• Activity: With the line containing "[spot] the black grill" as the first and the final line of the entries as the last, repeat exactly the lines in that span, including both.

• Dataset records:
■ ■ ■ ■ ■

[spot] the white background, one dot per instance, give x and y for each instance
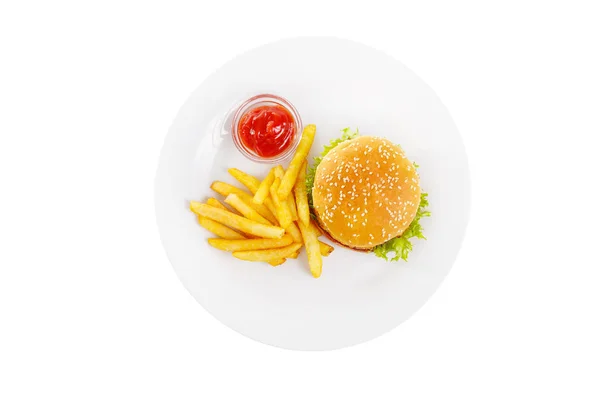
(89, 305)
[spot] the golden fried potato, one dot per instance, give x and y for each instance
(246, 210)
(276, 263)
(283, 211)
(291, 174)
(313, 250)
(238, 222)
(250, 244)
(219, 229)
(251, 182)
(225, 189)
(216, 203)
(323, 247)
(267, 255)
(263, 189)
(301, 195)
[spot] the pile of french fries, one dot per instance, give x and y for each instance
(269, 221)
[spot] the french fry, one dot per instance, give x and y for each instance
(225, 189)
(292, 204)
(250, 244)
(313, 250)
(291, 174)
(219, 229)
(279, 171)
(245, 179)
(246, 210)
(315, 228)
(237, 222)
(294, 232)
(301, 196)
(275, 263)
(216, 203)
(263, 189)
(323, 247)
(283, 210)
(267, 255)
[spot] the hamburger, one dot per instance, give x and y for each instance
(365, 195)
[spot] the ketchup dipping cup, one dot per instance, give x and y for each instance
(266, 128)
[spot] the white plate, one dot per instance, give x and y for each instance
(334, 84)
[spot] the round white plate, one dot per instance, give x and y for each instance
(334, 84)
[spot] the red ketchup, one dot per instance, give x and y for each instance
(267, 131)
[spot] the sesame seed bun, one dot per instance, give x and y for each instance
(365, 192)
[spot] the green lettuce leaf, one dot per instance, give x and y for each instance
(402, 245)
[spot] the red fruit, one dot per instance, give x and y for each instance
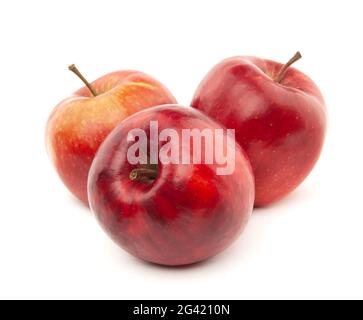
(169, 214)
(279, 116)
(79, 124)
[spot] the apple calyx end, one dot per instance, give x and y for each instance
(143, 174)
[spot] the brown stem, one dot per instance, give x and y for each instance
(74, 69)
(139, 174)
(284, 68)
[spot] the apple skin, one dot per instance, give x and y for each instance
(187, 214)
(80, 123)
(281, 126)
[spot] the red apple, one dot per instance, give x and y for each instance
(279, 116)
(170, 214)
(80, 123)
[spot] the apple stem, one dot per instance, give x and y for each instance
(74, 69)
(139, 174)
(284, 68)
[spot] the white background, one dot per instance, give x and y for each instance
(306, 246)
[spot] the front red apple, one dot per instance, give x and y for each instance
(79, 124)
(177, 212)
(279, 116)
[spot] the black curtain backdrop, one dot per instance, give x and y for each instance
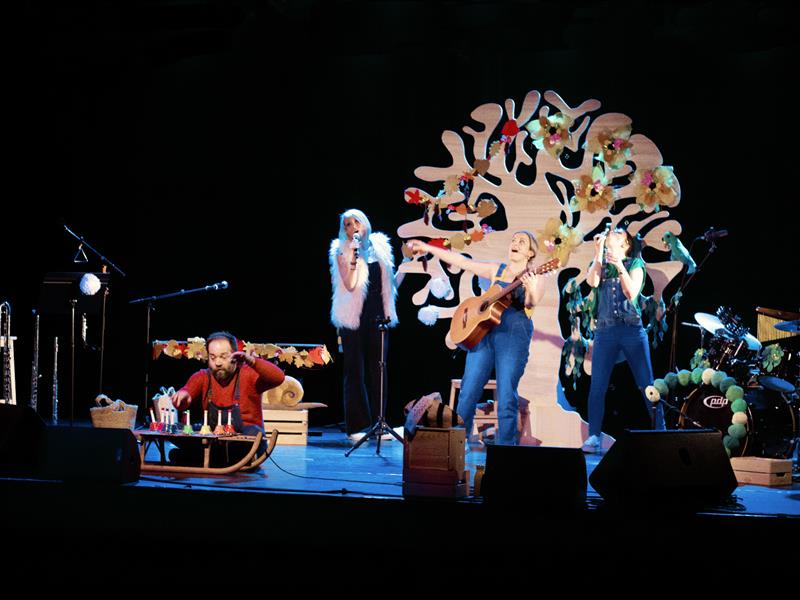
(198, 141)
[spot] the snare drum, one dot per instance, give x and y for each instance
(731, 355)
(771, 420)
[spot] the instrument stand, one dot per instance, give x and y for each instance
(684, 283)
(381, 426)
(72, 304)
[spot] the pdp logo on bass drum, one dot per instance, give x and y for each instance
(715, 401)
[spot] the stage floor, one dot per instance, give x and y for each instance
(311, 505)
(322, 468)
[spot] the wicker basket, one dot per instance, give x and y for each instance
(113, 415)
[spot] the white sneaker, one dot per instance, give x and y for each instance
(593, 444)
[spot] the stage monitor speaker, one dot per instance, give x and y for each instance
(539, 476)
(682, 469)
(21, 441)
(91, 455)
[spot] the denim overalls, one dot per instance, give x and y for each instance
(619, 331)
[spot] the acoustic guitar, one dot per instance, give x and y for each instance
(476, 316)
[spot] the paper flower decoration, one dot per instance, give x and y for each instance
(655, 188)
(592, 193)
(428, 315)
(772, 356)
(559, 239)
(196, 348)
(612, 147)
(652, 394)
(550, 133)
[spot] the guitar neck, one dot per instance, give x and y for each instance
(541, 269)
(502, 293)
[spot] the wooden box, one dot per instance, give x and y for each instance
(771, 472)
(292, 426)
(435, 448)
(432, 490)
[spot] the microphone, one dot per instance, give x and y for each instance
(357, 239)
(713, 234)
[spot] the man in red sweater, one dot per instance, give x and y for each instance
(232, 383)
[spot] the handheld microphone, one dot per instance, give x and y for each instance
(357, 239)
(713, 234)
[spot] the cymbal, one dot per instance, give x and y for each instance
(790, 326)
(711, 324)
(752, 341)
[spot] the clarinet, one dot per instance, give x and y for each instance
(35, 365)
(55, 382)
(5, 333)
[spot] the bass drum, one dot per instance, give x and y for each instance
(771, 420)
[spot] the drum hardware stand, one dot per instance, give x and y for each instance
(222, 285)
(679, 411)
(381, 426)
(685, 281)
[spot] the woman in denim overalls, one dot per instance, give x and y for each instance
(505, 348)
(619, 279)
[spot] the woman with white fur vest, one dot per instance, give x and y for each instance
(364, 290)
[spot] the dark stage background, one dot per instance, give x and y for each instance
(198, 141)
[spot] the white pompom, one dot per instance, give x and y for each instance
(440, 287)
(739, 418)
(90, 284)
(652, 394)
(428, 315)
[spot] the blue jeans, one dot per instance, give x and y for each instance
(504, 349)
(609, 341)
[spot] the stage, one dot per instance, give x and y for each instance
(313, 502)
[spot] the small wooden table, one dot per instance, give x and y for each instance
(145, 437)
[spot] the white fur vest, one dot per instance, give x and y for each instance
(346, 307)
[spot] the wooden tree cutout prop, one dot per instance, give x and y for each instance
(619, 176)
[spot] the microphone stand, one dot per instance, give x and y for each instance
(222, 285)
(381, 426)
(685, 281)
(106, 262)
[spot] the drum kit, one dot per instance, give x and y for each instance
(771, 395)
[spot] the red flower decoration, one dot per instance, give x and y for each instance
(510, 128)
(414, 197)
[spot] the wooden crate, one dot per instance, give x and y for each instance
(432, 490)
(771, 472)
(292, 426)
(435, 448)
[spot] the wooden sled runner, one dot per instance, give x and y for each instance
(249, 462)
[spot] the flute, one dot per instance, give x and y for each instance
(55, 381)
(35, 364)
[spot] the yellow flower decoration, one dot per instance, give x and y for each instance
(560, 240)
(196, 348)
(173, 349)
(655, 188)
(592, 193)
(612, 147)
(550, 133)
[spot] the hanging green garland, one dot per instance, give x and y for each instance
(671, 382)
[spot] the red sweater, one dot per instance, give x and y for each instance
(253, 381)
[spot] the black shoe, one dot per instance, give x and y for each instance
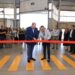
(43, 58)
(28, 61)
(33, 59)
(48, 60)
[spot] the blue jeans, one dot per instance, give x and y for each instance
(30, 48)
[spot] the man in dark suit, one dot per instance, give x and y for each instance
(72, 38)
(31, 34)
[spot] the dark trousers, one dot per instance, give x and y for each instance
(46, 46)
(30, 48)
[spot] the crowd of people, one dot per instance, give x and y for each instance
(32, 33)
(7, 33)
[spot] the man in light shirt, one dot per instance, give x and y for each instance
(45, 34)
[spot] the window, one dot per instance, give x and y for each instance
(40, 18)
(9, 11)
(9, 16)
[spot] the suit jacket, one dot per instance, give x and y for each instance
(30, 34)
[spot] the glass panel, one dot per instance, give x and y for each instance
(67, 13)
(1, 11)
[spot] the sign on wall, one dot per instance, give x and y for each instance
(33, 5)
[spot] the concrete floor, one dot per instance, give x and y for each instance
(13, 61)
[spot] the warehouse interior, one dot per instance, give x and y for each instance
(16, 14)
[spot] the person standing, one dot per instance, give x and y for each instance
(45, 34)
(72, 38)
(31, 33)
(55, 36)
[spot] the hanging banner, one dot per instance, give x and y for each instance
(33, 5)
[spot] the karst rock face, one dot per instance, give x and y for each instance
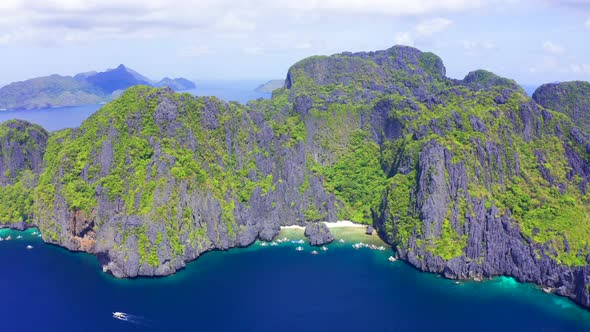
(469, 178)
(22, 148)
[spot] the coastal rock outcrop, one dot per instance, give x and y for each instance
(22, 148)
(570, 98)
(318, 234)
(468, 178)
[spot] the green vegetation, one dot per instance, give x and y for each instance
(190, 167)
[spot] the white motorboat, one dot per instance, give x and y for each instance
(119, 315)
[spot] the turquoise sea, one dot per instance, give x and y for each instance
(260, 288)
(68, 117)
(265, 288)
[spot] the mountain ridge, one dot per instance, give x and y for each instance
(83, 88)
(467, 178)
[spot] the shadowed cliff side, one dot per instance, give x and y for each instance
(469, 178)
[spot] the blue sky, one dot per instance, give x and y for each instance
(532, 41)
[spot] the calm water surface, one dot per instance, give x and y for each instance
(265, 289)
(259, 288)
(69, 117)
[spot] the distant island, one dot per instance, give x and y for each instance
(468, 178)
(84, 88)
(270, 86)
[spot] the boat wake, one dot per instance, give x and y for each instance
(133, 319)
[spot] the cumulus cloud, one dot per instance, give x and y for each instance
(404, 38)
(473, 48)
(553, 48)
(194, 51)
(580, 69)
(430, 27)
(423, 30)
(86, 19)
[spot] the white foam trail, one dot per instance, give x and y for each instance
(134, 319)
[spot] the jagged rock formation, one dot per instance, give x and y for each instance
(571, 98)
(468, 178)
(22, 148)
(270, 86)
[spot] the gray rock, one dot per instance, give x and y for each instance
(318, 234)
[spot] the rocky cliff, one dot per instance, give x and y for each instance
(22, 148)
(469, 178)
(571, 98)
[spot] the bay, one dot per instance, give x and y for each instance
(265, 289)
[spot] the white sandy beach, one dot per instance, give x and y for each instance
(340, 223)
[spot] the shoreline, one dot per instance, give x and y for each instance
(337, 224)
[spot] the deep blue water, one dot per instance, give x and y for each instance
(266, 289)
(68, 117)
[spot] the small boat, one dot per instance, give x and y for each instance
(119, 315)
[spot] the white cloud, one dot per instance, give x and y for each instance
(553, 65)
(62, 20)
(423, 30)
(404, 38)
(194, 51)
(430, 27)
(553, 48)
(473, 48)
(580, 69)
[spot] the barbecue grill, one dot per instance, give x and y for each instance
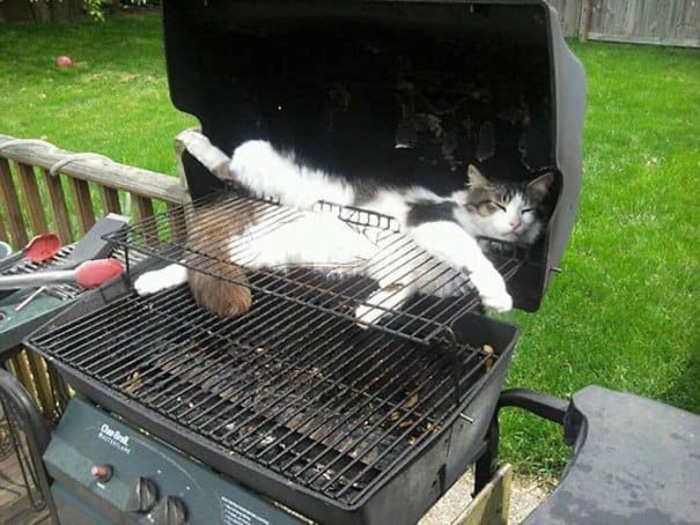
(297, 410)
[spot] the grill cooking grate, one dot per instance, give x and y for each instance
(422, 320)
(300, 391)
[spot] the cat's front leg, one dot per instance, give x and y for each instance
(449, 243)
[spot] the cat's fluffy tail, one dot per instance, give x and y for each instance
(258, 167)
(219, 285)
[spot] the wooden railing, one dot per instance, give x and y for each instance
(42, 189)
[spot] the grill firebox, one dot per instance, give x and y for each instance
(289, 393)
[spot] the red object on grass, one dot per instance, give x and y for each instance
(64, 61)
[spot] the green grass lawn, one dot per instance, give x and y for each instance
(623, 312)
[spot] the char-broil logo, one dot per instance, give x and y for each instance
(114, 438)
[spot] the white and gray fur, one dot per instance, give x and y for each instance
(445, 227)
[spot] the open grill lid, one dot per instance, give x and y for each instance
(399, 91)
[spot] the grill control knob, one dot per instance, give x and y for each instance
(171, 511)
(144, 496)
(103, 473)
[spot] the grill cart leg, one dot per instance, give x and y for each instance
(22, 414)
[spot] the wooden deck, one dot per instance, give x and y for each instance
(15, 504)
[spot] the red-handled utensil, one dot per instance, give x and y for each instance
(89, 274)
(38, 250)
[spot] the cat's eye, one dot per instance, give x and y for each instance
(494, 206)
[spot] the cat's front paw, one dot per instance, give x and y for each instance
(501, 302)
(492, 290)
(159, 280)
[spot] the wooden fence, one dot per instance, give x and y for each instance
(43, 188)
(660, 22)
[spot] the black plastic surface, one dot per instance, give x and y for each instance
(636, 462)
(344, 83)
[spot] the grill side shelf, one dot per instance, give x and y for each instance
(342, 288)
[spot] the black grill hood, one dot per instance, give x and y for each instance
(344, 83)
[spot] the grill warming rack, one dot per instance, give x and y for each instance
(423, 319)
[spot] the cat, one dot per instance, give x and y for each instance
(445, 227)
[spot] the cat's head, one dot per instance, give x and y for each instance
(507, 211)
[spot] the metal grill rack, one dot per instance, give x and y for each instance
(424, 319)
(336, 416)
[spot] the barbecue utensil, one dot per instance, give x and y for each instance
(88, 274)
(39, 249)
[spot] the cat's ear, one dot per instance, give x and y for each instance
(475, 177)
(540, 186)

■ ■ ■ ■ ■

• Expected output:
[spot] the black grill hood, one dot per instance, give x and y for each instance
(344, 83)
[spot] the grill warming rack, one dot per instance, give x and y for each instance
(423, 319)
[spot] the cat, one dot per instance, give x and y for each instance
(445, 227)
[spot] the cat's head, one dot per instance, give x and y for each instance
(507, 211)
[spot] the metal grill rack, one dot per instance, give x and y for each instance
(424, 319)
(336, 416)
[spot] the barbecue utensil, one dot per instance, give x and y for each instance
(88, 274)
(39, 249)
[spot] the cat's ear, one dot per instance, give x and y for each instance
(475, 177)
(540, 186)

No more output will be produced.